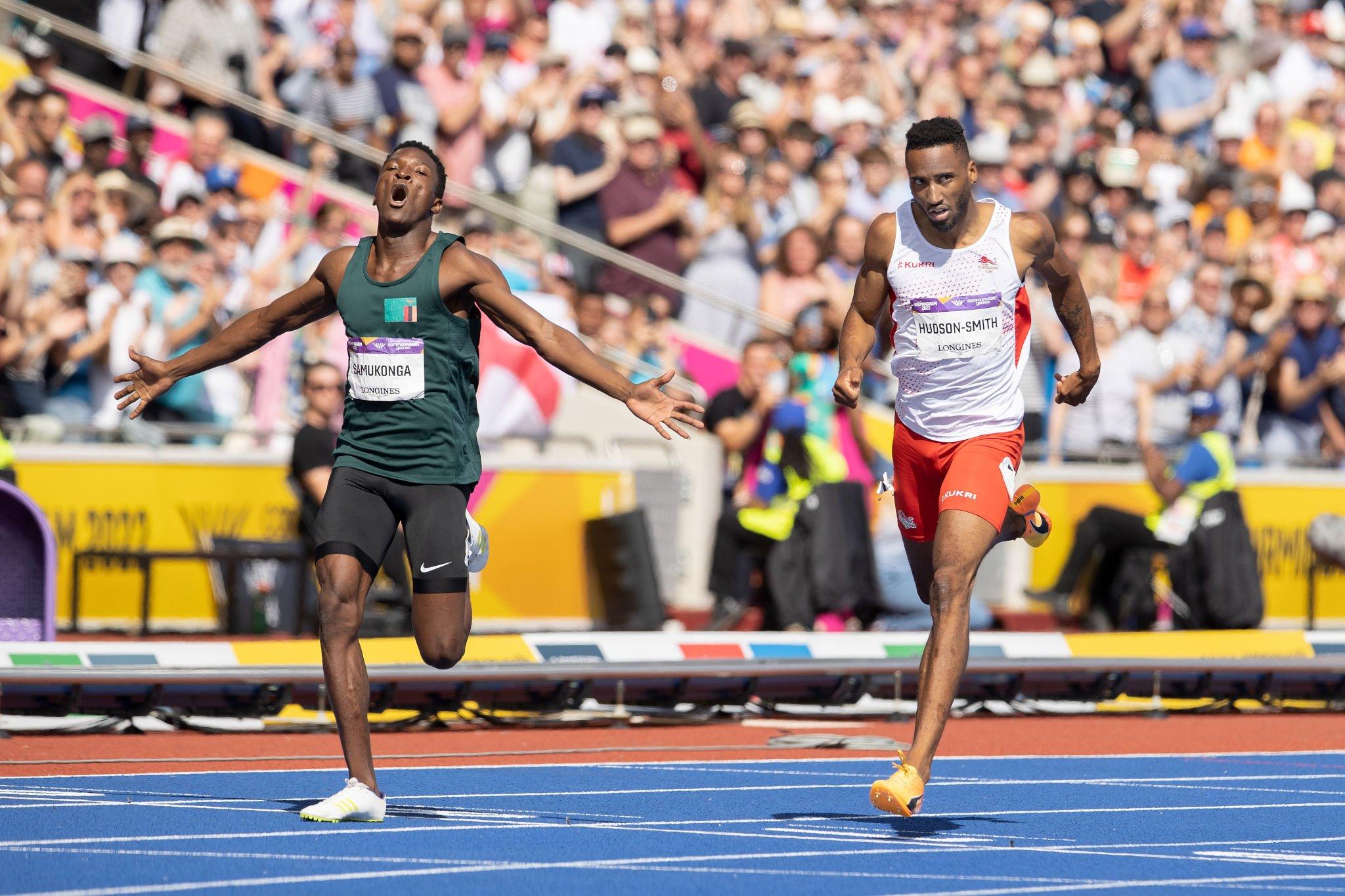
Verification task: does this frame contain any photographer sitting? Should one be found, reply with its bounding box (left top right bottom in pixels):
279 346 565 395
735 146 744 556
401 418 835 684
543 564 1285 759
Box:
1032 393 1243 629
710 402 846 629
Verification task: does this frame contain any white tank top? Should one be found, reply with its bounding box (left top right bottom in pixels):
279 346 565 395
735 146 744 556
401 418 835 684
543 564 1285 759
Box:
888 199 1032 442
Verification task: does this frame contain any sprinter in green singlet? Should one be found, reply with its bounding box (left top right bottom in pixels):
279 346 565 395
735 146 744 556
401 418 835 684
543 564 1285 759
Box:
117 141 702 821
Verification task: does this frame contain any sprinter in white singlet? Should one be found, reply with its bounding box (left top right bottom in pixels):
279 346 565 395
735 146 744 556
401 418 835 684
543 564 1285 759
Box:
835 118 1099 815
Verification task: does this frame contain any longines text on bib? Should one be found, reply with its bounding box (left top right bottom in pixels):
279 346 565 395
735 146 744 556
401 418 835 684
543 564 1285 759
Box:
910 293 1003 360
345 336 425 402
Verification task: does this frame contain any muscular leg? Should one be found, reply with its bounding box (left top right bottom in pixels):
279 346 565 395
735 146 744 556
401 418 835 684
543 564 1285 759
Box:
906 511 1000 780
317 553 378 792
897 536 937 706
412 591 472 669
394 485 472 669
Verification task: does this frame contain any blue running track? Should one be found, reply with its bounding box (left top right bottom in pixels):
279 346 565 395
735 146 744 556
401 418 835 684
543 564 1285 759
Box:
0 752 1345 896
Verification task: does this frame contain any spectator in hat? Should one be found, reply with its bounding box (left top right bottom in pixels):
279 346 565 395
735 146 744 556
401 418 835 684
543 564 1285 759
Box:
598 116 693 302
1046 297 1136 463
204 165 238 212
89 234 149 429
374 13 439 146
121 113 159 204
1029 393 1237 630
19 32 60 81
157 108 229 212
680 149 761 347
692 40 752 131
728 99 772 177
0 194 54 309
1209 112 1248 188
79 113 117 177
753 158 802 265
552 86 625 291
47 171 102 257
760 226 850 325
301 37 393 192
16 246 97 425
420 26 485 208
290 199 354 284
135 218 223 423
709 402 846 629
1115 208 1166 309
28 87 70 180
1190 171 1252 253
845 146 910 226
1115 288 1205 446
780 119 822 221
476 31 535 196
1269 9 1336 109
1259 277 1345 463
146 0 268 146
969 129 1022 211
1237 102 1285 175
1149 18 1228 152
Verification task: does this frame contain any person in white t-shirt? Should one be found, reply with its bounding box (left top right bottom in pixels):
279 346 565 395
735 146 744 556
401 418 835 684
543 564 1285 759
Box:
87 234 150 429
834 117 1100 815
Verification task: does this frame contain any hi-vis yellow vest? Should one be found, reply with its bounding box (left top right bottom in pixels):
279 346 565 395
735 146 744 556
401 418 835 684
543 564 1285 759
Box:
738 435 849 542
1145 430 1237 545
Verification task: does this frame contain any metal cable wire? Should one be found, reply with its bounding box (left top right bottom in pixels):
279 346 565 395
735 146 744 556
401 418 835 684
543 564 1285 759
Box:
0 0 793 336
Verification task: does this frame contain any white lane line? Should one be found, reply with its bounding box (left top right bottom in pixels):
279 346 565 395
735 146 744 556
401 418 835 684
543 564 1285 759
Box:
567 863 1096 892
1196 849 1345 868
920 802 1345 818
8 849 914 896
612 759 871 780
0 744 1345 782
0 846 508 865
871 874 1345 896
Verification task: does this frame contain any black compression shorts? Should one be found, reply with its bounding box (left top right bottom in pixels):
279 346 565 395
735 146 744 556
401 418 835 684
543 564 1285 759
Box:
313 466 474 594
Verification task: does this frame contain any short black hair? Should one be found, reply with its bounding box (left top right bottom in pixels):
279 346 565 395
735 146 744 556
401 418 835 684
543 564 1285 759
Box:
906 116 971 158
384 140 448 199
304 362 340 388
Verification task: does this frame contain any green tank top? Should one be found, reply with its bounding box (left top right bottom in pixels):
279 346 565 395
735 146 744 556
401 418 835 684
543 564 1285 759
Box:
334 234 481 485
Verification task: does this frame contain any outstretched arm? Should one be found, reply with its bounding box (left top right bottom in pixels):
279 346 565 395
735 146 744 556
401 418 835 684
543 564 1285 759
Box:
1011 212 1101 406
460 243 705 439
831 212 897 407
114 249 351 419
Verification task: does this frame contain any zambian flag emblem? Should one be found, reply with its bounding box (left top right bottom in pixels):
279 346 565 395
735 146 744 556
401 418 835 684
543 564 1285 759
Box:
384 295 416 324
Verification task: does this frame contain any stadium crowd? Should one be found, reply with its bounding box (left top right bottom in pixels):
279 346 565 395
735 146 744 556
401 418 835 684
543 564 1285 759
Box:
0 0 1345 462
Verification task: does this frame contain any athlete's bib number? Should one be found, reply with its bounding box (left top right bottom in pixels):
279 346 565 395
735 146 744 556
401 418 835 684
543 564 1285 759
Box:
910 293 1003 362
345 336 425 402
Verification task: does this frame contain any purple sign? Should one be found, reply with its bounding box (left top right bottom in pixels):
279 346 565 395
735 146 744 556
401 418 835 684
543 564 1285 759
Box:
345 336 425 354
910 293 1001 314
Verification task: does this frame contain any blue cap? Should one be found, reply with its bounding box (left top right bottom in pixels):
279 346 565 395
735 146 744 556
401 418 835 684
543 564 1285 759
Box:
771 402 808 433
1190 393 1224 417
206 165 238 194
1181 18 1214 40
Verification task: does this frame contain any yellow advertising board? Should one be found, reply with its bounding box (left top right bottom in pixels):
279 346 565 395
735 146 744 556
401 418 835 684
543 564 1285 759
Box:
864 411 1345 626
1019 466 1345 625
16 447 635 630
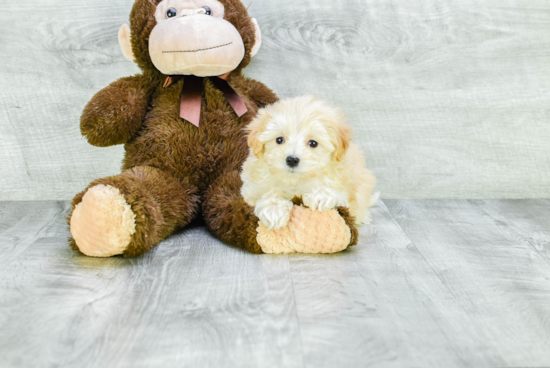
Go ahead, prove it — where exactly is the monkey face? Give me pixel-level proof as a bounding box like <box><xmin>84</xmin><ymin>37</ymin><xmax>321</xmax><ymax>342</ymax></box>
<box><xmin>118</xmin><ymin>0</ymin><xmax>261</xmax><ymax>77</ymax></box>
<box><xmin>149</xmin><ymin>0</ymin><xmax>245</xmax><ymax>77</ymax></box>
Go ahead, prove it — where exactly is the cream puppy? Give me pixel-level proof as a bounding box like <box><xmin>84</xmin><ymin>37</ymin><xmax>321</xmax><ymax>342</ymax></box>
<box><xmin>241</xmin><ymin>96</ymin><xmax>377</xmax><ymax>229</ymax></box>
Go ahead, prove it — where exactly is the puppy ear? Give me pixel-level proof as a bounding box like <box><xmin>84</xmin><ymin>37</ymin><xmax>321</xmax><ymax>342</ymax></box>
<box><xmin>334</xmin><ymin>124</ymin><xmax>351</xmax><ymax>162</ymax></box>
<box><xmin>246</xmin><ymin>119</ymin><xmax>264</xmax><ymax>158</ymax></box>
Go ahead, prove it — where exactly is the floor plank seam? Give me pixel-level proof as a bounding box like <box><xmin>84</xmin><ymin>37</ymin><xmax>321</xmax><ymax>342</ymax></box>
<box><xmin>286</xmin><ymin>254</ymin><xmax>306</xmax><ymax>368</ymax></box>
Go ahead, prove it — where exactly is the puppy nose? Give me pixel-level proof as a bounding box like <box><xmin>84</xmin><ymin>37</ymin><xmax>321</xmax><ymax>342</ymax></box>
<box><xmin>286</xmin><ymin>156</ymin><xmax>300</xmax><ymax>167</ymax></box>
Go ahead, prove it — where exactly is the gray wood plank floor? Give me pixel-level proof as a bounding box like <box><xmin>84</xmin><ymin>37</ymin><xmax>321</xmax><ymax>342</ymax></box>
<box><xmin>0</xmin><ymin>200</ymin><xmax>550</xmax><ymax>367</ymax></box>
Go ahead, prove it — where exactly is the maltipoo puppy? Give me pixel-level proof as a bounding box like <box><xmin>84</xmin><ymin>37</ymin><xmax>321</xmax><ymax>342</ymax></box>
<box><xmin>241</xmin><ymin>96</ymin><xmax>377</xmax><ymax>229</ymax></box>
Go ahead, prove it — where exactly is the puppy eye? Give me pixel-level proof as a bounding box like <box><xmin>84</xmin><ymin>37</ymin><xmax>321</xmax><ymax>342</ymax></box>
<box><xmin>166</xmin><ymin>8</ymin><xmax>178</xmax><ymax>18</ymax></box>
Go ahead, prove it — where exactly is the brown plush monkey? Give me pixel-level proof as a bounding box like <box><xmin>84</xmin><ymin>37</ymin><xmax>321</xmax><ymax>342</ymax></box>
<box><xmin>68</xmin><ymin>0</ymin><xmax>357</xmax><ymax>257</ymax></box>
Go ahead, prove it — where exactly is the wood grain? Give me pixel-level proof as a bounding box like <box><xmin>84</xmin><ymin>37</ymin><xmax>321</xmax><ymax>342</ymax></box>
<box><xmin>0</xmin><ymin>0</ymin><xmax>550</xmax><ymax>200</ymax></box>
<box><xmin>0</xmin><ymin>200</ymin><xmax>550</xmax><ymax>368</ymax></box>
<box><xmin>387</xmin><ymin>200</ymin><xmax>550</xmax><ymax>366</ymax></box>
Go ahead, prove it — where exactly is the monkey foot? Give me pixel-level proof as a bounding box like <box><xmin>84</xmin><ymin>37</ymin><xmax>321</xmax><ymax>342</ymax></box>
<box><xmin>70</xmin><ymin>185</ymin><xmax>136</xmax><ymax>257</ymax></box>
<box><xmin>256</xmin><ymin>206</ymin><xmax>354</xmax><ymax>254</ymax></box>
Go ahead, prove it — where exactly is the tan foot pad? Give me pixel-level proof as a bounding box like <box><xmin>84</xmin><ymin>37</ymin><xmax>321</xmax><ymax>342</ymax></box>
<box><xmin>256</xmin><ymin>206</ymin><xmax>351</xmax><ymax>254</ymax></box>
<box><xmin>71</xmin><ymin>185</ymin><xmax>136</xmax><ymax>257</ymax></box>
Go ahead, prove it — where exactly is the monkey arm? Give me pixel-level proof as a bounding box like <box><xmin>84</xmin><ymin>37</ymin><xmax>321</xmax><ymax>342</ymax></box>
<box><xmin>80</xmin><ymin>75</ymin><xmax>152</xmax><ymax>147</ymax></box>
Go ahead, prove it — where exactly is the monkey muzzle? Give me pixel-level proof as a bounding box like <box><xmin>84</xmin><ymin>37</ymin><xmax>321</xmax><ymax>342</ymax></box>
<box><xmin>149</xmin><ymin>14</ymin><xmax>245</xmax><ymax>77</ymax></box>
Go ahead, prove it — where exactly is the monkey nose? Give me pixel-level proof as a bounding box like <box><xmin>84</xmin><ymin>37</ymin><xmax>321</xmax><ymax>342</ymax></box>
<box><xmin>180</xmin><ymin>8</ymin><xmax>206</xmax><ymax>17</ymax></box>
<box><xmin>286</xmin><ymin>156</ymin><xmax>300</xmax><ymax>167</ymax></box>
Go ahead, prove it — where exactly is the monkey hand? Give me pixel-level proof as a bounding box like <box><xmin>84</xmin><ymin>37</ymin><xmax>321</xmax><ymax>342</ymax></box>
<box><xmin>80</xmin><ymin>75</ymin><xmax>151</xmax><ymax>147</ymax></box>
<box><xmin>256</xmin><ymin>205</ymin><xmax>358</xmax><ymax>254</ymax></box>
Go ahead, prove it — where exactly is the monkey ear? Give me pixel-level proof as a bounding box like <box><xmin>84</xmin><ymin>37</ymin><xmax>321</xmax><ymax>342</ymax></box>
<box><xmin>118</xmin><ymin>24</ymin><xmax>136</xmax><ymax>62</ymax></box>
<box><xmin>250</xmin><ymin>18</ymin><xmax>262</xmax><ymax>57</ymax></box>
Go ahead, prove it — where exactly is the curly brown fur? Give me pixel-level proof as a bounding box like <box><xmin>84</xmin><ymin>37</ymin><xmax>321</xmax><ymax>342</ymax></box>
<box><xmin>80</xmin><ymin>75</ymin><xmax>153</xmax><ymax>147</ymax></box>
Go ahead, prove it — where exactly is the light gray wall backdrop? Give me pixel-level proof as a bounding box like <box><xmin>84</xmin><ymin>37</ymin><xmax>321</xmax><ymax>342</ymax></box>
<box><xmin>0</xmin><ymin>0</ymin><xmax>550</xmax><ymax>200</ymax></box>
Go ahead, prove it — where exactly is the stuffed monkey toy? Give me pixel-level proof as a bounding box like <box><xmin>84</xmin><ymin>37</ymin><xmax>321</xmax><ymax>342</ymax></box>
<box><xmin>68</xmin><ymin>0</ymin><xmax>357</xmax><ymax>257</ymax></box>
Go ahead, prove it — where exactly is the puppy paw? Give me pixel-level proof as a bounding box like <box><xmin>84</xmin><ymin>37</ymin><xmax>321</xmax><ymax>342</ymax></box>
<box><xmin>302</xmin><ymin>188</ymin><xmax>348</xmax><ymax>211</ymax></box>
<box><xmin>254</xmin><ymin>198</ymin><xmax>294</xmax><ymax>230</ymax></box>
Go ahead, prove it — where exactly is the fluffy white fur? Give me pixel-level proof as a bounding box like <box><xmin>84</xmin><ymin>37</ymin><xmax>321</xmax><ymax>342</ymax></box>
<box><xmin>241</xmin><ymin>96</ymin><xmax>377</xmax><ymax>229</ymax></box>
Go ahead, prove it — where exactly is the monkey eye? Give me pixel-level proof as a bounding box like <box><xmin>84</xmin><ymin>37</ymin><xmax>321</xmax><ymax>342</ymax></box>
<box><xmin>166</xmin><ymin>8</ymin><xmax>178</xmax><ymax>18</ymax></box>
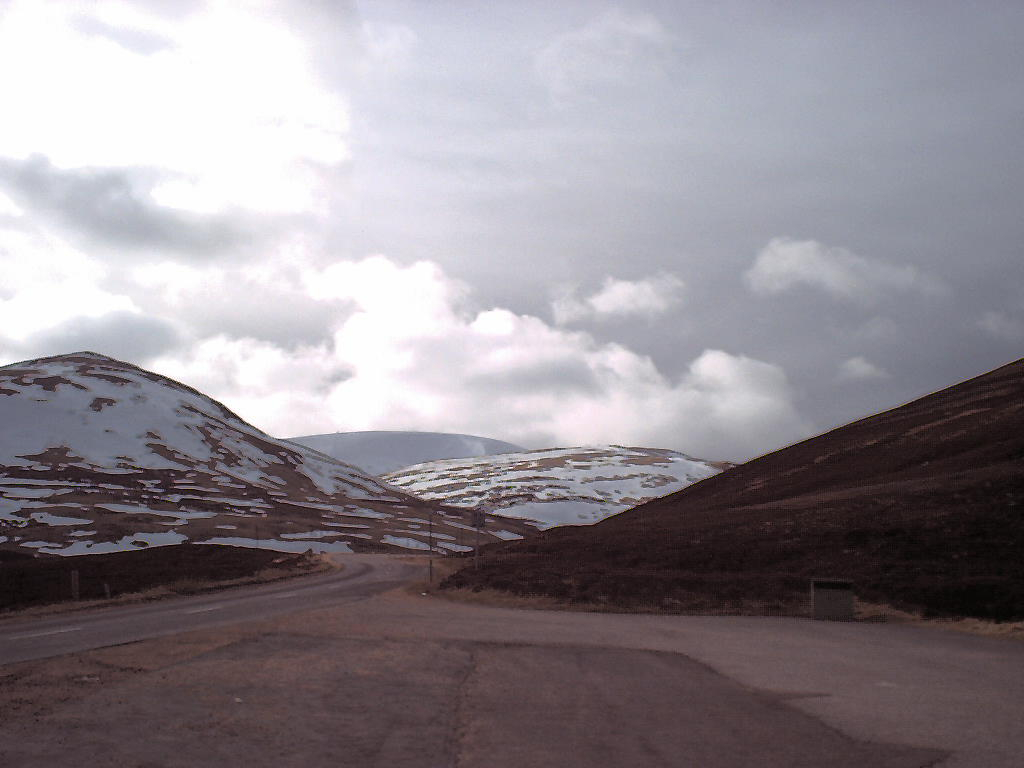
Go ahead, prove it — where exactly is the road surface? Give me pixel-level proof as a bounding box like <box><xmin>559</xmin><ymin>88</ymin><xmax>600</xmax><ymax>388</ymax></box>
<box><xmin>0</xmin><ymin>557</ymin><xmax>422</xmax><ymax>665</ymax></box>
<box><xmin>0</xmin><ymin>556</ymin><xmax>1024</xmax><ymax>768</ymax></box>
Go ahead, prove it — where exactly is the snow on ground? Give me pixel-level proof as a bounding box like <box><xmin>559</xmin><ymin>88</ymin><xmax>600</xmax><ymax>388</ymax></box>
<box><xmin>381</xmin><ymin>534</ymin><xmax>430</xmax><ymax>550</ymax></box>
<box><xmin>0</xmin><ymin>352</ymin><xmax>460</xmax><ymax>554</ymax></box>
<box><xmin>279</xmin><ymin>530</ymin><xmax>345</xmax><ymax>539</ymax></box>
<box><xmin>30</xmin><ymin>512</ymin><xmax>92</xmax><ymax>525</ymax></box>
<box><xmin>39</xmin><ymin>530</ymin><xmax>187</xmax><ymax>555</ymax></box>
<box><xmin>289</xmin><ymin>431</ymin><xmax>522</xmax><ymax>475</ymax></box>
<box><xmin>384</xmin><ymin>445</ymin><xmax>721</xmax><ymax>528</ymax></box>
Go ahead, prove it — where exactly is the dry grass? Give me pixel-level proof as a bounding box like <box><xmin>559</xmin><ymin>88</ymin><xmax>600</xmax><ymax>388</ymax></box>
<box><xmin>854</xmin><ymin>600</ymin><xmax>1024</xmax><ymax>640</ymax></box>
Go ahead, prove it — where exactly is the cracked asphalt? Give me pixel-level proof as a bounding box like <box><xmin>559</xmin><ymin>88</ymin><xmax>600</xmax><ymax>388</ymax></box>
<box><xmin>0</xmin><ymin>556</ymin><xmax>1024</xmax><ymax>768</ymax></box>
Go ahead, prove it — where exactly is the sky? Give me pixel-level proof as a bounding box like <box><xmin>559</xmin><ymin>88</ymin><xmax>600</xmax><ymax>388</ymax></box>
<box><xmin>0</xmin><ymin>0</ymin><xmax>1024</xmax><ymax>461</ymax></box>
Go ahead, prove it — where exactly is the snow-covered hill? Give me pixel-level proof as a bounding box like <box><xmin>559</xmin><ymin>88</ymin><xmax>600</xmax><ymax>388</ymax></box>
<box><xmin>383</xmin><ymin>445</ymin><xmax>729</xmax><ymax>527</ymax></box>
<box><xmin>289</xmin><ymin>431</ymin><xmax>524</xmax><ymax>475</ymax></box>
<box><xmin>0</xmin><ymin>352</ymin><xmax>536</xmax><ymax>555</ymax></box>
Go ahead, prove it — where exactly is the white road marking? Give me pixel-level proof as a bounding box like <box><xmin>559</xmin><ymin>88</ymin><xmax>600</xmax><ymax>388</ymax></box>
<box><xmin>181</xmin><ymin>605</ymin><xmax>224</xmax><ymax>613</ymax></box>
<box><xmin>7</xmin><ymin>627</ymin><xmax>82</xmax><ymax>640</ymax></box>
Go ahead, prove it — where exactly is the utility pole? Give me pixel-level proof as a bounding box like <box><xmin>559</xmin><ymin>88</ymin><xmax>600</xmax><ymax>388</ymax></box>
· · · ·
AIM OF THE TASK: Rewrite the stretch of the data from the line containing "Go ahead, prove it — where exactly is the white" through the end as a Markdown table with the columns Row and Line, numbering each line in order and leaving out any blank lines.

RESPONSE:
| Row | Line |
|---|---|
| 1 | Go ahead, prove it — where exactly is the white road marking? Give me pixel-level proof as a bounding box like <box><xmin>559</xmin><ymin>88</ymin><xmax>600</xmax><ymax>388</ymax></box> |
| 2 | <box><xmin>181</xmin><ymin>605</ymin><xmax>224</xmax><ymax>613</ymax></box> |
| 3 | <box><xmin>7</xmin><ymin>627</ymin><xmax>82</xmax><ymax>640</ymax></box> |
| 4 | Go ahead, prove it — where exactly is the utility pole? Give me pixel-level proof as a bounding box like <box><xmin>559</xmin><ymin>88</ymin><xmax>600</xmax><ymax>388</ymax></box> |